— begin Records for this task —

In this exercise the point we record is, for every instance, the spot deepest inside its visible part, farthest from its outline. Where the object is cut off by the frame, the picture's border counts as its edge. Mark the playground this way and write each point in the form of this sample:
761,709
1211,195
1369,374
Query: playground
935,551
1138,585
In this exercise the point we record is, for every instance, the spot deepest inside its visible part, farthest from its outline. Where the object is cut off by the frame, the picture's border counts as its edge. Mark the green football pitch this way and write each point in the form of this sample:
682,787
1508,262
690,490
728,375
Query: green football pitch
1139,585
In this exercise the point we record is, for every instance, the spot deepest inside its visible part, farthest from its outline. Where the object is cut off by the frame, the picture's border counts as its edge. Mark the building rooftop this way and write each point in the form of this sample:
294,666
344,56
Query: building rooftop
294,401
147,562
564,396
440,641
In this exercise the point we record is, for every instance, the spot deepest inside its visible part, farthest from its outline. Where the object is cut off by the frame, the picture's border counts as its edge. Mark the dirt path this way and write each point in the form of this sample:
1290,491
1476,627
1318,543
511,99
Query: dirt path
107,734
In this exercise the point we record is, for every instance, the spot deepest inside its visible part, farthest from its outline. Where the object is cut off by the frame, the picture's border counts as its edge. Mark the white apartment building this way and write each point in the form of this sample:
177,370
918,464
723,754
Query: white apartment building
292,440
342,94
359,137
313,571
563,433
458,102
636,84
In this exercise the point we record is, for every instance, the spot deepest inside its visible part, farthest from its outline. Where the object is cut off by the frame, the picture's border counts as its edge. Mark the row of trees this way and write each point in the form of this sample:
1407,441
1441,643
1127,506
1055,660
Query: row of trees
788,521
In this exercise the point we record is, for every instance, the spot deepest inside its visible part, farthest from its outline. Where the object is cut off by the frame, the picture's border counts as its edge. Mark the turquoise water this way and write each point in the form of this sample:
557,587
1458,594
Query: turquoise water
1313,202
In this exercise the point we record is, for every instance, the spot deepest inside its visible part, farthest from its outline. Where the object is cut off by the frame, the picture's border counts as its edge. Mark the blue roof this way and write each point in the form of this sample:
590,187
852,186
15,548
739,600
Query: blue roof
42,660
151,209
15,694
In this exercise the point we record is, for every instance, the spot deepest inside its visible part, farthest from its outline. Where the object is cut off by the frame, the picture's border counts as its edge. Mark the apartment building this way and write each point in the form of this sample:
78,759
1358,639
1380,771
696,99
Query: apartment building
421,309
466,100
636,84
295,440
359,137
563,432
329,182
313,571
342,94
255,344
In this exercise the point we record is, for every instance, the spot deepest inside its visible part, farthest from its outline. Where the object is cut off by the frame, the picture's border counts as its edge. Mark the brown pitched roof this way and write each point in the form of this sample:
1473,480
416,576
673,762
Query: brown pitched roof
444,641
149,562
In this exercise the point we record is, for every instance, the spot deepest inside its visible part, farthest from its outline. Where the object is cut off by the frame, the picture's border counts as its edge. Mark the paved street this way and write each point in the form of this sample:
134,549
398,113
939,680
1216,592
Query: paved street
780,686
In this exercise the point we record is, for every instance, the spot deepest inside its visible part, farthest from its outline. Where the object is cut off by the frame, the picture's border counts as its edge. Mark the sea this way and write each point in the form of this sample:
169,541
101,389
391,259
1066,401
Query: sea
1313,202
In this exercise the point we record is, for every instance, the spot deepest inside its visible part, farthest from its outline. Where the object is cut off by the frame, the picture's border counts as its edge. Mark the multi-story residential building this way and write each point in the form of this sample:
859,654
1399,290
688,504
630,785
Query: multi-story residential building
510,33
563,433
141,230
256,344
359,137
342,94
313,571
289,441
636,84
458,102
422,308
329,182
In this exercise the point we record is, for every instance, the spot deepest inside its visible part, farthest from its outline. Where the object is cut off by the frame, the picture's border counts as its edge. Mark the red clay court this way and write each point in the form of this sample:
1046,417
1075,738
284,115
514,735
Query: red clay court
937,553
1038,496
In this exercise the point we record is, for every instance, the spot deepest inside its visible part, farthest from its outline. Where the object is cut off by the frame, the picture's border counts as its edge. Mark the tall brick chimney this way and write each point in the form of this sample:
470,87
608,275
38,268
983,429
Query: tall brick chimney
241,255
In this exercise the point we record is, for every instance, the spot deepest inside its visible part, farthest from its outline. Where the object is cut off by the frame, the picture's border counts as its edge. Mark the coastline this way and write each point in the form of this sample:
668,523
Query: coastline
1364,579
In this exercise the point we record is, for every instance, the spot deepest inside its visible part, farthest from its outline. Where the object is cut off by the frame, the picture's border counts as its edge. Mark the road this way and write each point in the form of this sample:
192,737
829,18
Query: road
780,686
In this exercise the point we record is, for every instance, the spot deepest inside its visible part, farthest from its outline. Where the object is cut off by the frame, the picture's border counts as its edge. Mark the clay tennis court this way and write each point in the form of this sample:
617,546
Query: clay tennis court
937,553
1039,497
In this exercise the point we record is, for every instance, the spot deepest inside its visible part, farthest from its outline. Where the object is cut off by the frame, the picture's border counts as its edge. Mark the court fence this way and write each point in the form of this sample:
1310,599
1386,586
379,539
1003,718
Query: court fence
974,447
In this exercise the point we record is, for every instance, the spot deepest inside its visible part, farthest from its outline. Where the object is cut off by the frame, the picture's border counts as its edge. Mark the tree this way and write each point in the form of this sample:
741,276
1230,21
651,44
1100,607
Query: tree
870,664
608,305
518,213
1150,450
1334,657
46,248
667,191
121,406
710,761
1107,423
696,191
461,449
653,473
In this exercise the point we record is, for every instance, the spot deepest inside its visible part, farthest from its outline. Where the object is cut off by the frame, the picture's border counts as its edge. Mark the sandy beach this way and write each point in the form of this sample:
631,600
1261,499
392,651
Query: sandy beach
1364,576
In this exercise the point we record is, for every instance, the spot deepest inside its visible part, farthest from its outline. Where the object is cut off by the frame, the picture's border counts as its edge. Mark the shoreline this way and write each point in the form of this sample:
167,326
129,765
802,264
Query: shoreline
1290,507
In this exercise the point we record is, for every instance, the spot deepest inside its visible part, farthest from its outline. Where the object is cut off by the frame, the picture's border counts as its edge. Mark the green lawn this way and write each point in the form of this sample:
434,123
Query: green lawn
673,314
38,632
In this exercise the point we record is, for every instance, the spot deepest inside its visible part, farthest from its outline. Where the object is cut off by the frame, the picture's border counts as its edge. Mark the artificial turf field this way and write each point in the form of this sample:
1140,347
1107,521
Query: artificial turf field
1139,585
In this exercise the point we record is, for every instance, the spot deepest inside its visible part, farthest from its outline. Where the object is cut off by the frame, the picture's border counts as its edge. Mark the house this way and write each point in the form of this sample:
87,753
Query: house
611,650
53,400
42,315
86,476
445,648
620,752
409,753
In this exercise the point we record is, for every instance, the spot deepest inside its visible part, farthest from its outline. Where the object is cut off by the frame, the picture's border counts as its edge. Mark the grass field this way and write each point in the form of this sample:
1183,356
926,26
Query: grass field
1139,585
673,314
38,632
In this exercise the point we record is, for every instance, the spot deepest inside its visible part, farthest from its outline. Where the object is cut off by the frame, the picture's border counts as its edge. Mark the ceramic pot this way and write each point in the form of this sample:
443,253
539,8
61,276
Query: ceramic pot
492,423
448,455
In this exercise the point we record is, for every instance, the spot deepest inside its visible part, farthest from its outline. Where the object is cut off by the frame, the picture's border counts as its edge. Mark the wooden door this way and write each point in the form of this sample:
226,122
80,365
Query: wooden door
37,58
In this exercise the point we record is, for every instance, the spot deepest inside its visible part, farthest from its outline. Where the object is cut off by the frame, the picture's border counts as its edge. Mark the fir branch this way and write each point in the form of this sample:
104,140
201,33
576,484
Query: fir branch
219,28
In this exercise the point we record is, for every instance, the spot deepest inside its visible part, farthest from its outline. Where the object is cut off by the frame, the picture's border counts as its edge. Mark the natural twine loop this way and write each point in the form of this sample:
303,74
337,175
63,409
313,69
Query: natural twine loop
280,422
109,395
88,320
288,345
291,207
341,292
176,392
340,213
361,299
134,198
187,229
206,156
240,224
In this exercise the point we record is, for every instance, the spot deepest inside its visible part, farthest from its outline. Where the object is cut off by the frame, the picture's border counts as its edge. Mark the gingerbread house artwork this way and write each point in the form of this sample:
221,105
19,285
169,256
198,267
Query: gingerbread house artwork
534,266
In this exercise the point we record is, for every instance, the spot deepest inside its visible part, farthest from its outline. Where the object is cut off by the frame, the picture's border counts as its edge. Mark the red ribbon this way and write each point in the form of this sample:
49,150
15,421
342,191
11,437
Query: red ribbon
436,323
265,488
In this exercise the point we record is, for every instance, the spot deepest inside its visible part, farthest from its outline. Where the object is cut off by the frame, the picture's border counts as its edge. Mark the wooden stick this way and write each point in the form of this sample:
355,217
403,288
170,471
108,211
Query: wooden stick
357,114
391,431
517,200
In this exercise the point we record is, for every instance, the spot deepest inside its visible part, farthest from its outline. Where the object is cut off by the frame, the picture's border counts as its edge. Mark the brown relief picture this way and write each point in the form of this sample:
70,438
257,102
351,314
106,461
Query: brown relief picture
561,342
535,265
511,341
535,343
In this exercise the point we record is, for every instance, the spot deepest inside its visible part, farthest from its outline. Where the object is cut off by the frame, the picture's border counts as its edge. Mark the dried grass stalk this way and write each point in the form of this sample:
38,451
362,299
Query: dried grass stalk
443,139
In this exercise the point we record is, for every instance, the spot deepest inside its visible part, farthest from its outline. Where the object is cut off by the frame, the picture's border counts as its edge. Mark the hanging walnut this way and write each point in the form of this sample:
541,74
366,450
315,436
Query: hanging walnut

— end Records for this task —

▶ _Directions_
Give again the lines from the line holding "the brown relief" through the close of the listing, both included, exactly as written and with nothing else.

▶ _Exercise answer_
In this exercise the point we record is, for every instance, the spot deepest inside its visible part, farthest from its outline. Where the object is cut off by the frame, the picture's border counts as its edge. Mark the brown relief picture this way and write each point in the form of this sample:
70,438
257,102
351,314
106,461
Query: brown relief picture
561,342
535,265
511,341
535,343
In this exercise the point we record is, for every instance, the spot deepest inside its visible part, farthest from its outline. Where the object is cut off by the frame, the picture's border counts as its edge. Mark the dried grass stalk this way and write each point in the form of this sample:
38,451
362,299
Query: dried grass stalk
443,139
In this exercise the point we record is, for every instance, the spot deepest inside its visible part, farthest from its outline. Where the object is cut off by the frame, the picture's border counts as its edge. Mark the hanging walnut this way and write each point in the form of this sample:
541,74
366,450
315,436
Query: hanging walnut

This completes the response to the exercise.